#### Dataset excerpts:

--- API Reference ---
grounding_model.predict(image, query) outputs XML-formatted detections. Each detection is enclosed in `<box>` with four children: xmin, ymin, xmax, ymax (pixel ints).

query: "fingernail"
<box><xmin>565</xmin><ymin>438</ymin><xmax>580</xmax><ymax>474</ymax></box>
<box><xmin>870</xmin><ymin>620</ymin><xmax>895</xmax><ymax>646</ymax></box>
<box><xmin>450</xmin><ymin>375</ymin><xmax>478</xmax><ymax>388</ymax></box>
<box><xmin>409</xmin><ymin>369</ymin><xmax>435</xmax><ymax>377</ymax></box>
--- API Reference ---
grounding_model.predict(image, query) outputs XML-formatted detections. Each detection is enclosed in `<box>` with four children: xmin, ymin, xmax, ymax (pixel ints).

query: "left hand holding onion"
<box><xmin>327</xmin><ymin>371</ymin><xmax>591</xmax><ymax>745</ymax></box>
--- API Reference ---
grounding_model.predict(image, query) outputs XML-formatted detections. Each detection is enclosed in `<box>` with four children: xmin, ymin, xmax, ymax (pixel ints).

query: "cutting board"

#### Instructions for the task:
Each record is to be repeated word for word, with none skipped.

#### Result:
--- API Reference ---
grounding_model.predict(image, query) outputs XML-formatted detections. Each detection is enclosed in `<box>` with four children: xmin, ymin, xmax, ymax (pixel ints).

query: "fingernail"
<box><xmin>565</xmin><ymin>438</ymin><xmax>580</xmax><ymax>474</ymax></box>
<box><xmin>870</xmin><ymin>620</ymin><xmax>895</xmax><ymax>646</ymax></box>
<box><xmin>450</xmin><ymin>375</ymin><xmax>478</xmax><ymax>388</ymax></box>
<box><xmin>409</xmin><ymin>369</ymin><xmax>435</xmax><ymax>377</ymax></box>
--- API Reference ---
grounding_model.predict(image, query) outputs XML-formatted detections. Each detection is enclosed in `<box>` with four children: xmin, ymin, xmax, ymax (pixel ints).

query: "left hand holding onion"
<box><xmin>327</xmin><ymin>371</ymin><xmax>591</xmax><ymax>745</ymax></box>
--- API Reference ---
grounding_model.predict(image, query) outputs XML-formatted detections. Each detection is enclosed in `<box>` with four children: xmin, ymin, xmax, ymax (pixel ints).

query: "cutting board"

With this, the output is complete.